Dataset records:

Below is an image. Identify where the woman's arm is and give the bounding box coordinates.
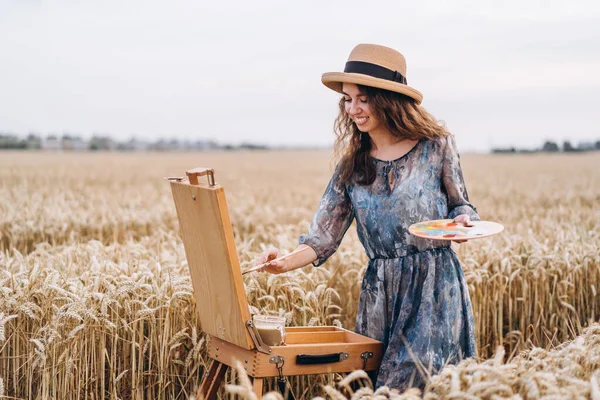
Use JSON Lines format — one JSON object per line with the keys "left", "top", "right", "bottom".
{"left": 263, "top": 244, "right": 318, "bottom": 274}
{"left": 258, "top": 164, "right": 354, "bottom": 274}
{"left": 298, "top": 165, "right": 355, "bottom": 267}
{"left": 442, "top": 134, "right": 480, "bottom": 221}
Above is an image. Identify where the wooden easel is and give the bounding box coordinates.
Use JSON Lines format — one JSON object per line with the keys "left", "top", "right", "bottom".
{"left": 168, "top": 168, "right": 383, "bottom": 399}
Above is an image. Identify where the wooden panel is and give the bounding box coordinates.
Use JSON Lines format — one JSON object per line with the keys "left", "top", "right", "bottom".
{"left": 254, "top": 342, "right": 383, "bottom": 377}
{"left": 208, "top": 336, "right": 258, "bottom": 376}
{"left": 209, "top": 334, "right": 384, "bottom": 378}
{"left": 208, "top": 327, "right": 383, "bottom": 377}
{"left": 285, "top": 327, "right": 380, "bottom": 344}
{"left": 285, "top": 326, "right": 342, "bottom": 333}
{"left": 341, "top": 329, "right": 382, "bottom": 344}
{"left": 285, "top": 331, "right": 347, "bottom": 344}
{"left": 170, "top": 181, "right": 253, "bottom": 350}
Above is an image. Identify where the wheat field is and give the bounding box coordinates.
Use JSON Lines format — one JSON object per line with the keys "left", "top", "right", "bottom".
{"left": 0, "top": 150, "right": 599, "bottom": 399}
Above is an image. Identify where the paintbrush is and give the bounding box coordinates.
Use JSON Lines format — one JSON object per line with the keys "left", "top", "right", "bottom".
{"left": 242, "top": 246, "right": 312, "bottom": 275}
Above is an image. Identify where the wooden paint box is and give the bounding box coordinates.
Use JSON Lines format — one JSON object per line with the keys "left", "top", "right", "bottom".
{"left": 167, "top": 168, "right": 383, "bottom": 398}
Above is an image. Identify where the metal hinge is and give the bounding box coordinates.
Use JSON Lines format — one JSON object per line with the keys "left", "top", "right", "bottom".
{"left": 246, "top": 319, "right": 272, "bottom": 355}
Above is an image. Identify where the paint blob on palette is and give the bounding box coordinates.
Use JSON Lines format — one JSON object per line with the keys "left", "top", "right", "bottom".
{"left": 408, "top": 219, "right": 504, "bottom": 241}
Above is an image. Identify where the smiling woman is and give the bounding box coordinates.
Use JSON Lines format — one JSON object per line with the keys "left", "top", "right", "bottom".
{"left": 255, "top": 43, "right": 480, "bottom": 393}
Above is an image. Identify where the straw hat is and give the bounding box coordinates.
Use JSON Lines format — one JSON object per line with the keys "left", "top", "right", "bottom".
{"left": 322, "top": 44, "right": 423, "bottom": 104}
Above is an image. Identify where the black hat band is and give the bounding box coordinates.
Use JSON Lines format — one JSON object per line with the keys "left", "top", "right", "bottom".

(Aim of the exercise) Before duplicating the entries above, strip out the pictures and keep the rest exact.

(Exercise output)
Below is an image. Identify where the woman's arm is and give the bounding box coordinates.
Use JSON Lines format — one JSON object per line with the keys "left", "top", "right", "bottom".
{"left": 263, "top": 244, "right": 318, "bottom": 274}
{"left": 258, "top": 164, "right": 354, "bottom": 274}
{"left": 298, "top": 165, "right": 355, "bottom": 267}
{"left": 442, "top": 134, "right": 480, "bottom": 221}
Above is an image. Identify where the wooden easel is and give the bounding box coordinates.
Use JSON Lines format — one JSON object per line with the keys "left", "top", "right", "bottom".
{"left": 168, "top": 168, "right": 383, "bottom": 399}
Above is an image. Identify where the wooden panel is and give the bounding box coordinates.
Use JSON Lines format — one JSON object per line with the keys "left", "top", "right", "bottom".
{"left": 254, "top": 342, "right": 383, "bottom": 377}
{"left": 208, "top": 336, "right": 258, "bottom": 376}
{"left": 209, "top": 334, "right": 384, "bottom": 378}
{"left": 208, "top": 327, "right": 383, "bottom": 377}
{"left": 285, "top": 327, "right": 380, "bottom": 344}
{"left": 285, "top": 326, "right": 342, "bottom": 333}
{"left": 341, "top": 329, "right": 382, "bottom": 344}
{"left": 285, "top": 331, "right": 347, "bottom": 344}
{"left": 170, "top": 181, "right": 253, "bottom": 350}
Above is an image. Identify where the wheat field is and give the bounding box coordinates.
Use JSON Lines format — one JSON object per line with the keys "left", "top", "right", "bottom".
{"left": 0, "top": 150, "right": 599, "bottom": 399}
Above is an image. Identify where the paintbrush is and give the bounding box coordinates.
Use JSON Lines format — one JSON object per line with the keys "left", "top", "right", "bottom".
{"left": 242, "top": 246, "right": 312, "bottom": 275}
Above is an image. Identify where the wooden paint box is and give the bounding box coordinates.
Use JSON Lines format — one JSON object per line with the keys "left", "top", "right", "bottom".
{"left": 167, "top": 168, "right": 383, "bottom": 398}
Above is an image. Identify where the metal hinge is and give the bounding box coordinates.
Use JSON Lines format — one JSON object per line with the keys "left", "top", "right", "bottom".
{"left": 246, "top": 319, "right": 272, "bottom": 355}
Above is an image. Identify where the paint blob on palette is and give the bounding box coordinates.
Use JSON Lines format — one JSON object per line with the keys "left", "top", "right", "bottom".
{"left": 408, "top": 219, "right": 504, "bottom": 241}
Above is an image. Identify where the smiling woman is and give the bounding box coordinates.
Use JSON Lines format — one JSON object per line with the keys "left", "top", "right", "bottom".
{"left": 255, "top": 43, "right": 480, "bottom": 393}
Above is an image. Identify where the straw hat is and give the bounding box coordinates.
Use JSON Lines format — one JSON object per line with the keys "left", "top", "right", "bottom".
{"left": 322, "top": 44, "right": 423, "bottom": 104}
Above is an image. Identify where the black hat band is and give the bounding box coordinates.
Use JSON Lines format — one JSON object per line with the keys "left", "top", "right", "bottom".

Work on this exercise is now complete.